>>>>
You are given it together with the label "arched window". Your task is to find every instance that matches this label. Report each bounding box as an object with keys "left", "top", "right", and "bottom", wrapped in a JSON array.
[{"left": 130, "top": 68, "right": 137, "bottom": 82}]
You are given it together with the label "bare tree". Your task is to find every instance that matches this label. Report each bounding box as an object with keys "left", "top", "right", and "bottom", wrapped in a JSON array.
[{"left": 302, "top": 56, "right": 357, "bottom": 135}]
<<<<
>>>>
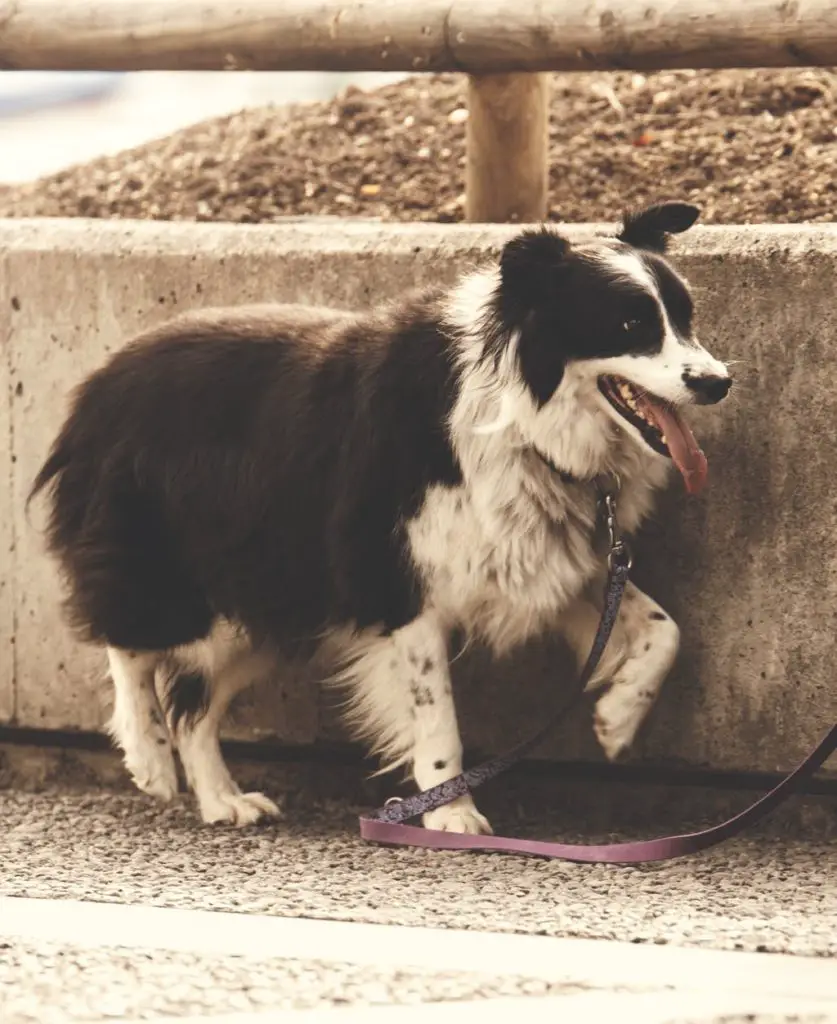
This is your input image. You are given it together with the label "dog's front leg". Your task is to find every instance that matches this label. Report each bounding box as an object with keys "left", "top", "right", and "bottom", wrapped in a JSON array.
<<<<
>>>>
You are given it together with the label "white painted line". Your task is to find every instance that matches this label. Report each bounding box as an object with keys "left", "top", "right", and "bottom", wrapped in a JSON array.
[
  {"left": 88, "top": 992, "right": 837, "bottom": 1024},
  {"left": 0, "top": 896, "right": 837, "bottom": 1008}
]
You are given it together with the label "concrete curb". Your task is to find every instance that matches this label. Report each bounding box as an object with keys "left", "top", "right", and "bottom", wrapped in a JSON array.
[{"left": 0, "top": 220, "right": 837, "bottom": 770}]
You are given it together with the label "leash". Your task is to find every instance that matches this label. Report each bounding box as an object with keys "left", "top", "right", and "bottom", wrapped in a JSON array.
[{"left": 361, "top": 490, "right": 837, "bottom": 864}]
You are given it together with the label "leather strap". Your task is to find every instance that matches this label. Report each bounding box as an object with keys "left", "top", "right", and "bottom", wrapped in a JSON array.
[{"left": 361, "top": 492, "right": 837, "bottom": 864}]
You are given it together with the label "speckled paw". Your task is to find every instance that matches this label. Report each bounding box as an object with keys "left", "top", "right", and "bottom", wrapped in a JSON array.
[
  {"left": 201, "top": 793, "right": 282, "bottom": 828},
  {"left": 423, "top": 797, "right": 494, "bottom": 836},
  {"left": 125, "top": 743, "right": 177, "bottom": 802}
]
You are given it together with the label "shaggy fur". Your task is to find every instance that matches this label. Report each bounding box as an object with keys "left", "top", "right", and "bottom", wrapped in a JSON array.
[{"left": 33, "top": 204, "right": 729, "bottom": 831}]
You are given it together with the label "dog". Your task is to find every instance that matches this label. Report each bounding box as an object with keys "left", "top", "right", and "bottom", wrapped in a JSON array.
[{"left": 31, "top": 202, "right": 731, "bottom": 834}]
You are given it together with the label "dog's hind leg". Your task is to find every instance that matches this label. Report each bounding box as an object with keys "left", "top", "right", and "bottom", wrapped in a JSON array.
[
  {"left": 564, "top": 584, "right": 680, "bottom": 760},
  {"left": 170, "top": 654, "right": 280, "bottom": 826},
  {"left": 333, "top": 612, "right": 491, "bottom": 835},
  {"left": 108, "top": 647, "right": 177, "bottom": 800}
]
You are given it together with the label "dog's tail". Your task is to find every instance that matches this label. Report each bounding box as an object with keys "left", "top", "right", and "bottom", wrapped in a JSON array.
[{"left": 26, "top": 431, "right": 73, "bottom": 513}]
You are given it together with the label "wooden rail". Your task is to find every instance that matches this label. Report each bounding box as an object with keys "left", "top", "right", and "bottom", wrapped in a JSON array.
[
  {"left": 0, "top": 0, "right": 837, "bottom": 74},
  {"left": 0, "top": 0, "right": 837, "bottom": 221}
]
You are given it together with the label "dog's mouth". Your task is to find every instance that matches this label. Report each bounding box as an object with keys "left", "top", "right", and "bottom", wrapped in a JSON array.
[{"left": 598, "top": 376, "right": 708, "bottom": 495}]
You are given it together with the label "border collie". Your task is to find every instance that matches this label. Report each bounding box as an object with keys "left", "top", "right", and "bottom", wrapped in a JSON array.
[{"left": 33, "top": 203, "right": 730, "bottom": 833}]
<<<<
Collect every line from the items above that contains the word "white", and copy each one unchanged.

You are given it together with the label "white painted line". Your task is to find every instance that matches this label. Report each bounding box as an object with keys "left", "top", "right", and "bottom", wrapped in a JSON array.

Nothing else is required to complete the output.